-- begin Data for the task --

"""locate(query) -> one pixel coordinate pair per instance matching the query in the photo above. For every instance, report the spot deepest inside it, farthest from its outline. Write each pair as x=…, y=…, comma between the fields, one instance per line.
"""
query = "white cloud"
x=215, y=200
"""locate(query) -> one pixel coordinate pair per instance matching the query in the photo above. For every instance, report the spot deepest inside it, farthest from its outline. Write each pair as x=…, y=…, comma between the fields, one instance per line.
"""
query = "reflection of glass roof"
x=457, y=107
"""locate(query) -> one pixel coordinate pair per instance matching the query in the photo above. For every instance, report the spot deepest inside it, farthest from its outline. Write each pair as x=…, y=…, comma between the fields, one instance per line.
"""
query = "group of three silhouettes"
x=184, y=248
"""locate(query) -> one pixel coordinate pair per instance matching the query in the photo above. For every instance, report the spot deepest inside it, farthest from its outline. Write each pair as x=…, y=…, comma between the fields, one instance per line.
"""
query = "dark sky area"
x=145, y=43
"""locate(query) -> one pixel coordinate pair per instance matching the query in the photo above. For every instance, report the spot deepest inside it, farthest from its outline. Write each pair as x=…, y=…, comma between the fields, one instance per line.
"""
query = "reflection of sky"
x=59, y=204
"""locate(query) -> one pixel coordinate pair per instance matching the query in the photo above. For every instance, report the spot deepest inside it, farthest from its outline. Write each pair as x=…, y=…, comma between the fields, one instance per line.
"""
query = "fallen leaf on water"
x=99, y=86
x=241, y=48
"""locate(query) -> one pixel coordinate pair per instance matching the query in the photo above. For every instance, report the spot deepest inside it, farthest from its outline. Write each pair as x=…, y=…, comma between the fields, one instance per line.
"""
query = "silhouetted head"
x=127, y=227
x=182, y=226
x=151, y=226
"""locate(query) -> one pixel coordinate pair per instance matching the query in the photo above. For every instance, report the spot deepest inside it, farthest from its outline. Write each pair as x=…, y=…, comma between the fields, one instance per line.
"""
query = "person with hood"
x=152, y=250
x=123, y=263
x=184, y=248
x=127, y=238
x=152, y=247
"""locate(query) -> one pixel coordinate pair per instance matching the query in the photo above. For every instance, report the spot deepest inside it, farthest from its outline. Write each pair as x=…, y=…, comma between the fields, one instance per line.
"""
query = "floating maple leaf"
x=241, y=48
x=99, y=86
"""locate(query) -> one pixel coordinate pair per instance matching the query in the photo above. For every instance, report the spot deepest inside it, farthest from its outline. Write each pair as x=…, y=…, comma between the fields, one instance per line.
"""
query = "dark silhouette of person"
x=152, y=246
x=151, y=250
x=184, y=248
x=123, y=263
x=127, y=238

-- end Data for the task --

*Aim of the exercise:*
Could you retype every one of the records above, keeping each line unchanged?

*Answer to this problem:*
"""locate(query) -> one pixel coordinate pair per instance matching the query in the photo above. For every instance, report the spot deepest inside it, farthest from its outline. Write each pair as x=…, y=…, comma between the fields, one instance per line.
"""
query = "white cloud"
x=215, y=200
"""locate(query) -> one pixel coordinate pair per instance matching the query in the photo above. For every instance, report the spot deepest inside it, farthest from its outline. Write each pair as x=…, y=…, comma between the fields, one instance per line.
"""
query = "reflection of glass roof"
x=457, y=107
"""locate(query) -> one pixel coordinate pair per instance matching the query in the photo above. For every instance, report the spot deepest inside it, farthest from its outline. Write each pair as x=…, y=…, comma between the fields, one instance per line.
"""
query = "group of three silhouettes"
x=184, y=248
"""locate(query) -> one pixel coordinate pair per instance matching the query in the photo above. For every instance, report the spot deepest inside it, farthest from its outline. Write each pair as x=…, y=…, comma between the fields, one instance per line.
"""
query = "dark sky area"
x=145, y=43
"""locate(query) -> one pixel coordinate pair per instance matching the query in the photo above. For every instance, report the spot deepest inside it, farthest from its outline. Write each pair as x=…, y=…, comma between the fields, one instance per line.
"""
query = "reflection of sky"
x=59, y=204
"""locate(query) -> one pixel coordinate pair per instance matching the query in the photo above. For every instance, report the spot deepest inside it, farthest from its outline. Write each pair as x=…, y=…, comma between the fields, one instance per line.
"""
query = "fallen leaf on water"
x=99, y=86
x=241, y=48
"""locate(query) -> one pixel coordinate pair per instance matching the query in the photo above. For every instance, report the spot deepest inside it, farthest from its outline. Write each pair as x=…, y=…, comma between the fields, one instance per line.
"""
query = "silhouetted head"
x=127, y=227
x=182, y=226
x=151, y=226
"""locate(query) -> one pixel coordinate pair per instance matching the query in the photo above. For every instance, report the spot deepest inside it, farthest from its outline. Write each pair as x=…, y=…, comma between the fields, one instance per line.
"""
query = "person with hood"
x=152, y=250
x=123, y=263
x=184, y=248
x=127, y=238
x=152, y=247
"""locate(query) -> one pixel coordinate pair per instance matching the query in the photo above. For every instance, report the spot deepest inside it, farthest from its outline. Write each pair as x=…, y=…, comma between the fields, one instance per line.
"""
query = "floating maple leaf"
x=241, y=48
x=99, y=86
"""locate(query) -> one pixel coordinate pair per instance matching the query in the photo above. For every instance, report the spot deepest inside it, farthest from its outline. Write each pair as x=…, y=…, comma between the fields, one instance per line.
"""
query = "dark silhouette of person"
x=152, y=246
x=151, y=250
x=184, y=248
x=123, y=263
x=127, y=238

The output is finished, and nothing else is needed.